Import a bed file to HDF5 format h5 file

bed file can be converted into gcMapExplorer compatible HDF5 file using
this tool. This HDF5 file can be loaded into gcMapExplorer browser for
interactive visualization.

This tool does not require any external program.

By default, original data are downsampled to following resolutions:  '1kb',
'2kb', '4kb', '5kb', '8kb', '10kb', '20kb', '40kb', '80kb', '100kb', '160kb',
'200kb', '320kb', '500kb', '640kb',  and '1mb'.

The data are downsampled at this stage only to speed up the visualization
process as downsampling might slow down the interactive visualization.

Downsampling/Coarsening method
Presently, six methods are implemented:
1) min    -> Minimum value
2) max    -> Maximum value
3) amean  -> Arithmetic mean or average
4) hmean  -> Harmonic mean
5) gmean  -> Geometric mean
6) median -> Median

All these methods are used by default.
See below help for "-dm/--downsample-method" option to change the methods.

To keep original 1 base resolution data
By default, the output h5 file does not contain original 1-base resolution
data to reduce the file size. To keep the original data in h5 file, used
-ko/--keep-original flag.


usage: gcMapExplorer bed2h5 [-h] [-i input.bed] [-t "Genomic Dataset"]
                            [-dtc 7] [-r "List of Resolutions"]
                            [-dm "List of downsampling method"]
                            [-icn CHROMNAME] [-cmeth lzf] [-o out.h5] [-ow]
                            [-ko] [-idf index.json]
                            [-wd /home/rajendra/deskForWork/scratch]

Optional arguments:

-h, --help            show this help message and exit
-i input.bed, --input input.bed
                      Input wig file.

-t "Genomic Dataset", --title "Genomic Dataset"
                      Title of the dataset.

**Data records:**

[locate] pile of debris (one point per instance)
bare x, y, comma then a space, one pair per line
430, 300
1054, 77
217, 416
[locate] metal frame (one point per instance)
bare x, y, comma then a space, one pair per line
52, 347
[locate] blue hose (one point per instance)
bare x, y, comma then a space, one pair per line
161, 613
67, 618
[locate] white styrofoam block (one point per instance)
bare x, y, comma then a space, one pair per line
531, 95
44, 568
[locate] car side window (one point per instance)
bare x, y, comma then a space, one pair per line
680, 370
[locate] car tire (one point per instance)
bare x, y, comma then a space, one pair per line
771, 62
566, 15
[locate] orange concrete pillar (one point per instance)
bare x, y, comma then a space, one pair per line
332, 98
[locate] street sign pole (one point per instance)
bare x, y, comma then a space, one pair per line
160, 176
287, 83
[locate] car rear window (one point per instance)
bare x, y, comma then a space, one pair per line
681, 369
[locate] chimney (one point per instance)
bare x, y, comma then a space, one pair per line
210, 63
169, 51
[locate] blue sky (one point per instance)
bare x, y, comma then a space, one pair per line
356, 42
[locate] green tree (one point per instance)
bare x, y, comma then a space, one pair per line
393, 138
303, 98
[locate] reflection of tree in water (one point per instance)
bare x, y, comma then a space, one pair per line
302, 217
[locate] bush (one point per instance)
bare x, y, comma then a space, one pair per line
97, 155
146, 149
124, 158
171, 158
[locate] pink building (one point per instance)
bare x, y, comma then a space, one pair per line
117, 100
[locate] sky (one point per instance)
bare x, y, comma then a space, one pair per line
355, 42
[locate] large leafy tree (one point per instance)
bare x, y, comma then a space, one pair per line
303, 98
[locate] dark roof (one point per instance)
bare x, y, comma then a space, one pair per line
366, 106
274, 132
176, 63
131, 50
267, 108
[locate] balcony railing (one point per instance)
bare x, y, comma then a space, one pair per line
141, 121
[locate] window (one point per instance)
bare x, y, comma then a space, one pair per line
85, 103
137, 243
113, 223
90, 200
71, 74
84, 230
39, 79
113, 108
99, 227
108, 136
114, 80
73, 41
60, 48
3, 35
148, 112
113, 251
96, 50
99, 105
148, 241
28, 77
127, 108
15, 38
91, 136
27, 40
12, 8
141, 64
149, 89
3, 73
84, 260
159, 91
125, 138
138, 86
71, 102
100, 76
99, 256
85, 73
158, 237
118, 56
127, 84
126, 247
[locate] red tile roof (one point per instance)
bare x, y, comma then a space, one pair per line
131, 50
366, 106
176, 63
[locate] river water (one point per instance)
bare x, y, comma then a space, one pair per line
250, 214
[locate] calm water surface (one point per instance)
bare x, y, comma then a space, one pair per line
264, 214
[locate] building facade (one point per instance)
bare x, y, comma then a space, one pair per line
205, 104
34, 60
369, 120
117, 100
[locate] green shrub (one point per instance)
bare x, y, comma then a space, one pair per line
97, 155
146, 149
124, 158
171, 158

**Aim of the exercise:** Return the full help page on importing a bed file to HDF5 format, word for word. The items were taken from a different source than the help page.

**Written solution:**
Import a bed file to HDF5 format h5 file

bed file can be converted into gcMapExplorer compatible HDF5 file using
this tool. This HDF5 file can be loaded into gcMapExplorer browser for
interactive visualization.

This tool does not require any external program.

By default, original data are downsampled to following resolutions:  '1kb',
'2kb', '4kb', '5kb', '8kb', '10kb', '20kb', '40kb', '80kb', '100kb', '160kb',
'200kb', '320kb', '500kb', '640kb',  and '1mb'.

The data are downsampled at this stage only to speed up the visualization
process as downsampling might slow down the interactive visualization.

Downsampling/Coarsening method
Presently, six methods are implemented:
1) min    -> Minimum value
2) max    -> Maximum value
3) amean  -> Arithmetic mean or average
4) hmean  -> Harmonic mean
5) gmean  -> Geometric mean
6) median -> Median

All these methods are used by default.
See below help for "-dm/--downsample-method" option to change the methods.

To keep original 1 base resolution data
By default, the output h5 file does not contain original 1-base resolution
data to reduce the file size. To keep the original data in h5 file, used
-ko/--keep-original flag.


usage: gcMapExplorer bed2h5 [-h] [-i input.bed] [-t "Genomic Dataset"]
                            [-dtc 7] [-r "List of Resolutions"]
                            [-dm "List of downsampling method"]
                            [-icn CHROMNAME] [-cmeth lzf] [-o out.h5] [-ow]
                            [-ko] [-idf index.json]
                            [-wd /home/rajendra/deskForWork/scratch]

Optional arguments:

-h, --help            show this help message and exit
-i input.bed, --input input.bed
                      Input wig file.

-t "Genomic Dataset", --title "Genomic Dataset"
                      Title of the dataset.